Come studente universitario mi sono presto reso conto che c'erano due proposte riguardo a quello che avrebbe dovuto essere uno studente. E cioè, anche alla luce dei bisogni della società, esser parte di una gioventù impegnata in un processo di formazione o in un processo di deformazione. Questo necessariamente comportava anche un certo orientamento nel piano di studi, ma da ultimo l'interrogativo era: dopo l'Università, cosa farò? Lavorare, d'accordo. Ma lavorare per cosa? E in quale società? A quale costo? E intendo dire a quale costo sociale e individuale, cioè come essere umano.
Alla fine ho compreso che studiavamo e ci formavamo non per conoscere e fare il lavoro che desideravamo, ma per essere ciò che la società e il Potere esigeva che fossimo. In questo senso c'erano dei percorsi di studio che erano più proficui, conducendo ad un futuro più sicuro, che assicurava molto denaro e successo, e indirizzi di studio considerati dal Potere come superflui o inutili. Ed era questo, in definitiva, a condizionare la formazione dei piani di studio.
Per un altro aspetto, poi, mi resi conto di come l'Università fosse diventata un grande "allevamento" in grado di addomesticare e condizionare la gioventù, ma dove al tempo stesso i giovani rifiutavano di essere manipolati e per questo si ribellavano e organizzavano la protesta. I giovani universitari, infatti, reagiscono rapidamente come dei ribelli. Ma il pericolo di cui ci siamo presto resi conto era che tutti questi movimenti di ribellione si sarebbero alla fine isolati, ritenendo che quel processo di condizionamento e dominazione stesse avvenendo solamente nell'ambito delle scuola e delle Università, senza pertanto aprirsi e cercare contatti con altri gruppi e realtà sociali che pure stavano soffrendo la stessa situazione.

▸ **DATI FORNITI**
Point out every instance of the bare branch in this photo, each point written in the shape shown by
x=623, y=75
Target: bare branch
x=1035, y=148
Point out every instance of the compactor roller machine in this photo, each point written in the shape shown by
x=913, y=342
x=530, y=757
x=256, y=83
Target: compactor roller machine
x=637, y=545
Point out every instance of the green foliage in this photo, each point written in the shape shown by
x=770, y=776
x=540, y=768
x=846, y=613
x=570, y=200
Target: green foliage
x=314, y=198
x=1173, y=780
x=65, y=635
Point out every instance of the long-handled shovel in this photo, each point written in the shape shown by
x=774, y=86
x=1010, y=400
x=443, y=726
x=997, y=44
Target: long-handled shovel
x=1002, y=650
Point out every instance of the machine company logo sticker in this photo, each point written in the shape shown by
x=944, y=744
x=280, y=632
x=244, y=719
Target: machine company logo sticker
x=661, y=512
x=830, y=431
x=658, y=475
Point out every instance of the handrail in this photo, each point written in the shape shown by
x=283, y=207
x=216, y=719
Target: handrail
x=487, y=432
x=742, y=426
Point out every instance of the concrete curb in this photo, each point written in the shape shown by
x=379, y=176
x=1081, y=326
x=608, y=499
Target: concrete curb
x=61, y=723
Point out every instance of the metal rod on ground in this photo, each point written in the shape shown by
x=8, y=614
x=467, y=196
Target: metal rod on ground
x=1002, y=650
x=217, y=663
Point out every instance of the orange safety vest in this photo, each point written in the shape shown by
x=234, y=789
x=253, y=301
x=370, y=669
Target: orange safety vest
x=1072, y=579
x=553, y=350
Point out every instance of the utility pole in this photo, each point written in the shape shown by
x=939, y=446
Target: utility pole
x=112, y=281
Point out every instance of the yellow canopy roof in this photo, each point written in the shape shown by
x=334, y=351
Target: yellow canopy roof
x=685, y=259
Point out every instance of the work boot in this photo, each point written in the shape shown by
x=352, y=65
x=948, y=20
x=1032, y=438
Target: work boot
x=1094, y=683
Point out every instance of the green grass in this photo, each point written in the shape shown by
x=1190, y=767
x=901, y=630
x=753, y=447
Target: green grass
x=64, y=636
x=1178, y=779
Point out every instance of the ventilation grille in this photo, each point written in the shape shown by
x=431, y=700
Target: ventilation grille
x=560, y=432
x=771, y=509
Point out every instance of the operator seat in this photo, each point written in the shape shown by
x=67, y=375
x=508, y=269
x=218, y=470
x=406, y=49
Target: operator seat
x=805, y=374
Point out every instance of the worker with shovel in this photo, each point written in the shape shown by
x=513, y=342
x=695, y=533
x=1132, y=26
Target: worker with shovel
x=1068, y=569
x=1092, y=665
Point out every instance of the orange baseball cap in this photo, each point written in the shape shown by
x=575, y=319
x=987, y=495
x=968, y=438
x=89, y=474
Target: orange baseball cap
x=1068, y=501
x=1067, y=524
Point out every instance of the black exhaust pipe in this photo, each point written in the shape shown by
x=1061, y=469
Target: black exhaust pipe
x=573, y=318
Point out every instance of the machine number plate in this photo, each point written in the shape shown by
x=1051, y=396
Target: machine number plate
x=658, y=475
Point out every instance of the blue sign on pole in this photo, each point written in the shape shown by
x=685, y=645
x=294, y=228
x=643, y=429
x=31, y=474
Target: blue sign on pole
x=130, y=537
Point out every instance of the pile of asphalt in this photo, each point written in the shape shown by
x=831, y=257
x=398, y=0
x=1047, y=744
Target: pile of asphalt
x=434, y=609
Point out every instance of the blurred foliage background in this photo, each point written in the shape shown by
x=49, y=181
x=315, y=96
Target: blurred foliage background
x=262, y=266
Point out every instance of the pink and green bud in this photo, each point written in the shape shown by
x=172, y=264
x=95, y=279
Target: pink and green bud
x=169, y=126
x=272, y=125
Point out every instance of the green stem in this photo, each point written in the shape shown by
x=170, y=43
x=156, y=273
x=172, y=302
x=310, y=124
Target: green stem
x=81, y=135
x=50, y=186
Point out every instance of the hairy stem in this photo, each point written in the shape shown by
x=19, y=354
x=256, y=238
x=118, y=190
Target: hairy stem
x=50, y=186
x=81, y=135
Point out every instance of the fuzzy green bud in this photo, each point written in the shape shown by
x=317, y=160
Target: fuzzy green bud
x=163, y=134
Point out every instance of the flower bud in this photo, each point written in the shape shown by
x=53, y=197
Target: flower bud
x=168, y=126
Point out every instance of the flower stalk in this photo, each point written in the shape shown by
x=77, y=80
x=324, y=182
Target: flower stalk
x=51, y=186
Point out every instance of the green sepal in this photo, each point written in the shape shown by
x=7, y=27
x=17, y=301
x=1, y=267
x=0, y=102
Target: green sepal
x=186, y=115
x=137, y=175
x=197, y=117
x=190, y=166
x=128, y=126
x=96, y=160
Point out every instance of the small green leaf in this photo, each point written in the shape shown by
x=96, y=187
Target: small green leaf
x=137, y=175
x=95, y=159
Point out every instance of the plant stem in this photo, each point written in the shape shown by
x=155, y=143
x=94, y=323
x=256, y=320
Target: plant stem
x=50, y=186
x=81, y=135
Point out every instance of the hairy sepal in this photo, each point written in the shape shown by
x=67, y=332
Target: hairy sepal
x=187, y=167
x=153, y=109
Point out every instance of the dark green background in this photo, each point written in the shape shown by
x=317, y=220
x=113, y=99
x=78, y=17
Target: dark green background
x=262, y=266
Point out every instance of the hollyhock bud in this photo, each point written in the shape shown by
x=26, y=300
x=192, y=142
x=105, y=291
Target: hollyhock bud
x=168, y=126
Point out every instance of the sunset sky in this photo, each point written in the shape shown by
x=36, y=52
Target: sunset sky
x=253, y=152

==

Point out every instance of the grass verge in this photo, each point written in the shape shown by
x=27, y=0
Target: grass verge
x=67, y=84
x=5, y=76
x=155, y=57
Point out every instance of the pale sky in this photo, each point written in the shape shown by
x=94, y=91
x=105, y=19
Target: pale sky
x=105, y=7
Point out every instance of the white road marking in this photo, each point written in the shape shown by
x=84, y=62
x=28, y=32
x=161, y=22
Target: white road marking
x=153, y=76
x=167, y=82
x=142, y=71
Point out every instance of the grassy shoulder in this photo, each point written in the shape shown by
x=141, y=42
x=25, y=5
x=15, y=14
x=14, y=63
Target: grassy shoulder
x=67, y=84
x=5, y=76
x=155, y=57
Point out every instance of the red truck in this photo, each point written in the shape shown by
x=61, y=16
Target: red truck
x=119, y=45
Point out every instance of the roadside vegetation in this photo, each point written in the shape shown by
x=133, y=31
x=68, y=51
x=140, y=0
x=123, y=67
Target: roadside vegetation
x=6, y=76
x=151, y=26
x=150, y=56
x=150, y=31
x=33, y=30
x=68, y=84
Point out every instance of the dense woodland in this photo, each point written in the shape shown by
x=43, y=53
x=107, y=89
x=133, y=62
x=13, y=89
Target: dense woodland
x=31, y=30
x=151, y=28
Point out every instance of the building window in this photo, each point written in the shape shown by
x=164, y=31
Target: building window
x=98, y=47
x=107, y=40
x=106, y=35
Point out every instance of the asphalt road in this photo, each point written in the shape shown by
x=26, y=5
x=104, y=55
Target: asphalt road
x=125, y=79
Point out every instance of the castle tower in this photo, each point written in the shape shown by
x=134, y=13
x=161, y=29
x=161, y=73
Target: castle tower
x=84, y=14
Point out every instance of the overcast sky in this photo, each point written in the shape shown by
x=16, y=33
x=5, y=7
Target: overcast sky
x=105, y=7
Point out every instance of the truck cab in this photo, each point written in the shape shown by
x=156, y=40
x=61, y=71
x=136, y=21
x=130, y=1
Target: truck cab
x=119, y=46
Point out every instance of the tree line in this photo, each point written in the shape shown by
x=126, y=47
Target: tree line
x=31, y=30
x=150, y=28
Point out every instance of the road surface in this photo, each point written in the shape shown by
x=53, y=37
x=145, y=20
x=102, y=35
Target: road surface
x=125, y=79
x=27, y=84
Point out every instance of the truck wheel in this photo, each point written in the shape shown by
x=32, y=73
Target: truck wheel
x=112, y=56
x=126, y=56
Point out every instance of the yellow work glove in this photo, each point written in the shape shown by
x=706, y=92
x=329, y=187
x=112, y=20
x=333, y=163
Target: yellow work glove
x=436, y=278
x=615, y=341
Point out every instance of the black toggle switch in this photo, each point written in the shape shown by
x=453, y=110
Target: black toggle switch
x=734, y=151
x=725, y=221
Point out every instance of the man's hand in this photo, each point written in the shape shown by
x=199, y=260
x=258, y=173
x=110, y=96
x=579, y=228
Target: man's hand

▸ **COSA SI CHIEDE**
Nell'estratto sull'università, a che cosa viene paragonata l'Università? Per rispondere attieniti unicamente all'estratto.

▸ **ESITO DELL'ESERCIZIO**
A un grande "allevamento" in grado di addomesticare e condizionare la gioventù.